Start of Block
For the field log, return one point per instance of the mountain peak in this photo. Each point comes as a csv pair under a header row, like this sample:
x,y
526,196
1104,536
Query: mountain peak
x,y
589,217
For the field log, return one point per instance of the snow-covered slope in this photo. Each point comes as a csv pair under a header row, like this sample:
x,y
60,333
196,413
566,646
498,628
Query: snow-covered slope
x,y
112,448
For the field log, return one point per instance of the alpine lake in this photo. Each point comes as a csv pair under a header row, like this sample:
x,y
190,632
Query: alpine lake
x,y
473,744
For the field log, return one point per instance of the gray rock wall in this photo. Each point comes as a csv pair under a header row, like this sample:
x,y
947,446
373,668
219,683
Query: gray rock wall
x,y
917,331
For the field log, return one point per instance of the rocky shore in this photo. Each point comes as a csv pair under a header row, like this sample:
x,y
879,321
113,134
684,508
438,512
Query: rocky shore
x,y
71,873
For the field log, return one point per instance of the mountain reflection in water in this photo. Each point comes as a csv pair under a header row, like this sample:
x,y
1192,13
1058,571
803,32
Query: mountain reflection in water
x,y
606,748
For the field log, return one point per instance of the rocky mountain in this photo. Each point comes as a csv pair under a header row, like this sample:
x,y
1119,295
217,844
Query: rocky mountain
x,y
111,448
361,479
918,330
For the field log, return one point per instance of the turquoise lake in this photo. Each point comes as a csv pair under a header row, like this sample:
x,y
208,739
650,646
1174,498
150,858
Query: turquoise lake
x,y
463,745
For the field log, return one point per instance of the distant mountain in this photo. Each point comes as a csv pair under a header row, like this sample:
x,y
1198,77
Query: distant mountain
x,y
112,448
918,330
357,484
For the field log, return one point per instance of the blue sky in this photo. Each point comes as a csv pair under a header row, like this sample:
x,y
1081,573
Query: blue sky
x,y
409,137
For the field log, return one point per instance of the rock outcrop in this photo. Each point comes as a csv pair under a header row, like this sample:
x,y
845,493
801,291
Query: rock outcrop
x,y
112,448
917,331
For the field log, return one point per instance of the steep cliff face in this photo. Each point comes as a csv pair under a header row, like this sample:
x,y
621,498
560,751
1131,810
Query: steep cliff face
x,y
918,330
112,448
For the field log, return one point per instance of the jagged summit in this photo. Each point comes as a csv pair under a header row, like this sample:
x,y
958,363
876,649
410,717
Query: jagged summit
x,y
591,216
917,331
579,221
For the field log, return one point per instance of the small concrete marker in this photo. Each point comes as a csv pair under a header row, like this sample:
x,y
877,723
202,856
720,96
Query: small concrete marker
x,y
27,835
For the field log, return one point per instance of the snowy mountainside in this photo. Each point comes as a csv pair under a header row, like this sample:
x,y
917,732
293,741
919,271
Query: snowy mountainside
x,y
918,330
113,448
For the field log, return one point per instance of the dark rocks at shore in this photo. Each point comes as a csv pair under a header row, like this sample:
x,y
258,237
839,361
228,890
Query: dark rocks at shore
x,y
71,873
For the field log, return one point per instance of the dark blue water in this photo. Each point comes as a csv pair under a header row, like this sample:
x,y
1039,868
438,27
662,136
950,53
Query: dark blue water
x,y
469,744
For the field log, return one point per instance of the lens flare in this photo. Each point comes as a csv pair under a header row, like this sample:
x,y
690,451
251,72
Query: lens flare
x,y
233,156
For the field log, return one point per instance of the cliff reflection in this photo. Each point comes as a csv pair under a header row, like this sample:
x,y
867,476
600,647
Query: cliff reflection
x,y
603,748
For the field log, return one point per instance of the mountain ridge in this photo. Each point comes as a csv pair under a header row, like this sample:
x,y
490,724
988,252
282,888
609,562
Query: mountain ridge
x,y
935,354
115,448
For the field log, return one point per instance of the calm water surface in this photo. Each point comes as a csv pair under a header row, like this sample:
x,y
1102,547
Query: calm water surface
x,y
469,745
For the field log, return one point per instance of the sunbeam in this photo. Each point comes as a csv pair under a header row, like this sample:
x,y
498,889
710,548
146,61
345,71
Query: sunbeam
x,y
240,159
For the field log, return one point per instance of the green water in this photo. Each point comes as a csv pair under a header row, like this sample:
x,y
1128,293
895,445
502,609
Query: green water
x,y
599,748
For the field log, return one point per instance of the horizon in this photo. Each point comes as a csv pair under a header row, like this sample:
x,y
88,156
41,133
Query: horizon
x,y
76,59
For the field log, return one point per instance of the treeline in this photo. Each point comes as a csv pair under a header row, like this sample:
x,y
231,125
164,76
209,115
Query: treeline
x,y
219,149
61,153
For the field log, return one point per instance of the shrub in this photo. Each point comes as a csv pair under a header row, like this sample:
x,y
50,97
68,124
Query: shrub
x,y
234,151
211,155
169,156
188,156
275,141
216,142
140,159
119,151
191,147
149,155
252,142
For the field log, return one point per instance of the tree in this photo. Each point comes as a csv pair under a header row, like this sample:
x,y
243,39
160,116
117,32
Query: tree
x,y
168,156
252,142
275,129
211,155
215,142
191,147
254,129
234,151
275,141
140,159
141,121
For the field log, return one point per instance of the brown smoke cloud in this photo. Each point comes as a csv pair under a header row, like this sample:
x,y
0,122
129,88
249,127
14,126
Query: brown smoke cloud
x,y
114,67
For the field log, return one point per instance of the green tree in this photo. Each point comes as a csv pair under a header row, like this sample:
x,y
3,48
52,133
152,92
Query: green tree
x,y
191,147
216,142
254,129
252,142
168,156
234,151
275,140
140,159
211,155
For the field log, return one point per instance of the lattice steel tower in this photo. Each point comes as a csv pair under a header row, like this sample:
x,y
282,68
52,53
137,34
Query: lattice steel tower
End of Block
- _WHAT IS REQUIRED_: Give all of the lines above again, exactly as they are.

- _RESPONSE FOR THIS EXERCISE_:
For the field log, return one point per instance of the mountain peak in this photo. Each point comes as a csv pair under a header row, like this sample:
x,y
526,196
1104,536
Query: mountain peak
x,y
589,217
For the field log, return one point per instance of the snow-covered slope in this photo. Each point comes as a csv pair under a header row, like this sample:
x,y
60,333
196,413
566,646
498,628
Query: snow-covered slope
x,y
112,448
For the field log, return one point per instance of the alpine lake in this photo. Each point comes as a csv pair under a header row, like this sample:
x,y
190,632
Query: alpine lake
x,y
473,744
For the field log, return one point per instance of the gray rock wall in this photo. Each point comes as a csv pair under a header row, like this sample:
x,y
947,446
373,668
219,683
Query: gray rock wall
x,y
917,331
For the field log, return one point per instance of the rocky shore in this photo. Each point comes as a csv pair under a header row, like this sample:
x,y
879,321
113,134
684,508
438,512
Query: rocky shore
x,y
71,873
For the field log, return one point per instance of the mountain reflection in water in this photo. Each point comes as a csv pair under a header row, like this sample:
x,y
1192,13
1058,571
803,32
Query: mountain reflection in water
x,y
606,748
For the field log, return one point per instance of the rocky mountain in this photo. Each point comes as a csv pair under a header row, like this sample:
x,y
1119,295
217,844
Query: rocky mountain
x,y
111,448
361,479
918,330
For the field log, return one point per instance of the turquoise lake in this photo. Each point comes as a csv pair under a header row, like this sample:
x,y
208,739
650,646
1174,498
150,858
Query: turquoise lake
x,y
463,745
For the field log, return one point per instance of the distant mountain in this photo. Each point comes as a csv pair under a header row, like this sample:
x,y
1198,77
Query: distant mountain
x,y
112,448
918,330
357,484
For the field log, return one point per instance of the blue sky in this photo. Each point comes as a csv pair under a header row, like this sample:
x,y
1081,573
Query: blue sky
x,y
409,137
For the field log, return one point per instance of the rock outcrop in this photo. Each point comes as a csv pair under a header row, like this sample:
x,y
845,493
801,291
Query: rock outcrop
x,y
112,448
917,331
For the field log, return one point per instance of the steep cliff face in this photo. Each point comes as a csv pair under a header row, like this sample:
x,y
621,498
560,751
1131,810
Query: steep cliff face
x,y
918,330
112,448
For the field log, return one point per instance of the jagged summit in this photo. Each point comes as a csv pair under a header row, like this sample:
x,y
958,363
876,649
410,717
Query: jagged summit
x,y
591,216
917,331
579,221
For the field log, return one point per instance of the small concrete marker in this photo. Each point comes as a csv pair under a header row, like this sample:
x,y
877,723
202,856
720,96
Query: small concrete marker
x,y
27,835
For the field log, return one point per instance of the snowy mountainside in this photo. Each point comes as a csv pair under a header row, like this sample:
x,y
917,732
293,741
919,271
Query: snowy mountainside
x,y
918,330
113,448
For the field log, return one point per instance of the dark rocks at shore in this photo. Each point comes as a csv pair under a header row, like this sample:
x,y
258,237
839,361
228,890
Query: dark rocks at shore
x,y
71,873
For the field log, return one point per instance of the dark blue water in this photo. Each point comes as a csv pair under a header row, like this sample:
x,y
1039,868
438,27
662,136
950,53
Query: dark blue water
x,y
469,744
For the field log, return one point per instance of the lens flare in this photo. Each point comes as a csv pair under a header row, like this sample:
x,y
690,451
251,72
Query: lens flare
x,y
233,156
For the field log, return one point per instance of the cliff reflection in this photo. Each point comes as a csv pair under a header row, like this sample:
x,y
867,476
600,647
Query: cliff reflection
x,y
603,748
For the field log, return one point per instance of the mountain ridge in this photo. Each point comes as a csv pair under a header row, like this sample:
x,y
490,724
988,252
282,888
609,562
Query: mountain ridge
x,y
935,354
115,448
For the field log, return one point per instance of the calm water surface in this photo. Each point comes as a csv pair under a header row, like this sample:
x,y
1102,547
Query: calm water surface
x,y
469,745
For the field log, return one point per instance of the sunbeam in this photo. Each point comes as a csv pair under a header row, like this sample:
x,y
498,889
710,548
146,61
345,71
Query: sunbeam
x,y
240,159
For the field log, return one point per instance of the green water in this photo. Each point comes as a csv pair under a header row, like this sample:
x,y
1128,293
895,445
502,609
Query: green water
x,y
599,748
For the field log, return one point per instance of the horizon in this photo. Each point comes as a csv pair under a header row, like this sample:
x,y
88,156
41,133
Query: horizon
x,y
76,59
For the field log, return one point per instance of the treeline in this photo. Each point comes as a csv pair under a header row, like this sample:
x,y
231,125
164,76
209,115
Query: treeline
x,y
219,149
61,153
For the field log, return one point per instance of the shrub in this photo. Each point comes as a csv pair under a header row, like this sample:
x,y
50,97
68,124
Query: shrub
x,y
234,151
211,155
169,156
188,156
275,141
216,142
140,159
119,151
191,147
149,155
252,142
For the field log, return one point per instance of the tree in this photo. Each point comes as a csv pair under a header row, like this sample:
x,y
243,39
160,116
117,32
Query: tree
x,y
168,156
252,142
275,129
211,155
215,142
191,147
254,129
234,151
275,141
140,159
141,121
For the field log, return one point per instance of the brown smoke cloud in this photo. Each point comes as a csv pair under a header row, like this sample:
x,y
0,122
129,88
249,127
14,126
Query: brown smoke cloud
x,y
114,67
For the field log, return one point per instance of the green tree in this photo. Each point comes as a csv pair under a header row, like this sample:
x,y
3,48
52,133
152,92
Query: green tree
x,y
191,147
216,142
254,129
252,142
168,156
234,151
275,140
140,159
211,155
For the field log, return one point per instance of the lattice steel tower in this photo. Each point comes as a csv pair under a header row, like this sample:
x,y
282,68
52,53
137,34
Query: lattice steel tower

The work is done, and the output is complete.